本文抜粋.
三重大学医学部附属病院(三重県津市)は海抜2m,伊勢湾から700mに位置しており,南海トラフ巨大地震時の被災想定は,震度6強,60分で津波が到達して1~2mの浸水被害を受ける.直後は地震・津波対策,その後は周囲浸水と液状化により病院は孤立するため,限られた医療資源による籠城体制での診療継続,および病院避難も考慮する必要がある.当院では,前三重大学伊佐地秀司病院長(肝胆膵・移植外科名誉教授)により災害対策の強化が院内最優先項目として挙げられ,2020年1月に前身の災害対策推進室が,2022年4月に外科医(肝胆膵・移植外科),救急医,看護師,災害対策コーディネーター,事務員による多職種構成での災害対策推進・教育センターが設立された.
今回,大学病院の肝胆膵・移植外科医からみた南海トラフ巨大地震による津波被害後の超急性期(初動期)から急性期(籠城時,病院避難)に対する取り組みを紹介する.

II.超急性期(初動期:発災~60分)
超急性期(初動期)では,手術時(肝胆膵・移植外科として特に肝切除,膵頭十二指腸切除)の対応が課題となり,当院では津波が到達する60分までの安定化が必要となる.肝切離中なら血管や胆管の状況にて切離を遂行させるか中止して閉腹するかの判断,膵頭十二指腸切除術なら腸管非再建や胆道・膵管チューブドレナージのみにするなど外傷damage control手術に準じた対応も必要とされる.当科では,日常より救命救急センターの外傷協力のみならず,外傷診療の知識や処置に対する講習参加,救急関係の専門医・DMATなどの資格取得を推進している.
また,肝胆膵・移植外科医のみならず外科系診療科,他職種との共通認識と連携が重要であるため,中央手術部運営委員会の外科系医師,麻酔科医,看護師,臨床工学技士および手術室看護師と協働して「手術室における初期対応訓練」として地震発災直後を想定した机上訓練を行い,フローチャートやアクションカードの確認を行った(図1).

図01

III.急性期(籠城体制,病院避難:60分~2週間)
籠城体制において,術後集中治療を要する患者では限られた医療資源での診療継続が課題となる.ライフラインや病院機能の復旧見通しが立たない場合には,早急に病院避難を考慮する必要がある.肝胆膵・移植疾患については専門的な治療内容から,平時からの施設間の関係構築が重要であるが,糖尿病学会,呼吸器外科学会,日本形成外科学会などが災害時協定や災害時マニュアルを作成しており,肝胆膵・移植疾患についても学会レベルでの取り組みが必要と思われる.

提示情報.

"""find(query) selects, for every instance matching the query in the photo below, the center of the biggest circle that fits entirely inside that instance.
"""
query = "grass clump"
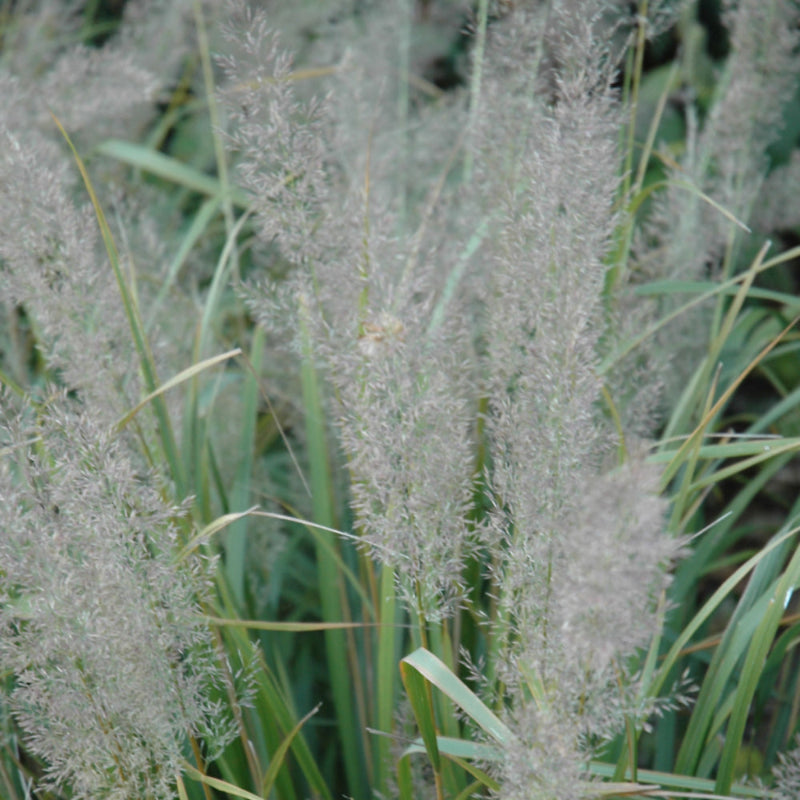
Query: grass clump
(391, 440)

課題一覧.
**a.** 本文抜粋によると、災害対策推進・教育センターが設立されたのはいつですか。
**b.** 本文抜粋の「三重大学医学部附属病院(三重」から「どの資格取得を推進している.」までの全体を、「籠城体制」を「院内待機体制」に置き換えて書き直してください。

解答一覧.
**a.** 2022年4月です。

**b.**
三重大学医学部附属病院(三重県津市)は海抜2m,伊勢湾から700mに位置しており,南海トラフ巨大地震時の被災想定は,震度6強,60分で津波が到達して1~2mの浸水被害を受ける.直後は地震・津波対策,その後は周囲浸水と液状化により病院は孤立するため,限られた医療資源による院内待機体制での診療継続,および病院避難も考慮する必要がある.当院では,前三重大学伊佐地秀司病院長(肝胆膵・移植外科名誉教授)により災害対策の強化が院内最優先項目として挙げられ,2020年1月に前身の災害対策推進室が,2022年4月に外科医(肝胆膵・移植外科),救急医,看護師,災害対策コーディネーター,事務員による多職種構成での災害対策推進・教育センターが設立された.
今回,大学病院の肝胆膵・移植外科医からみた南海トラフ巨大地震による津波被害後の超急性期(初動期)から急性期(籠城時,病院避難)に対する取り組みを紹介する.

II.超急性期(初動期:発災~60分)
超急性期(初動期)では,手術時(肝胆膵・移植外科として特に肝切除,膵頭十二指腸切除)の対応が課題となり,当院では津波が到達する60分までの安定化が必要となる.肝切離中なら血管や胆管の状況にて切離を遂行させるか中止して閉腹するかの判断,膵頭十二指腸切除術なら腸管非再建や胆道・膵管チューブドレナージのみにするなど外傷damage control手術に準じた対応も必要とされる.当科では,日常より救命救急センターの外傷協力のみならず,外傷診療の知識や処置に対する講習参加,救急関係の専門医・DMATなどの資格取得を推進している.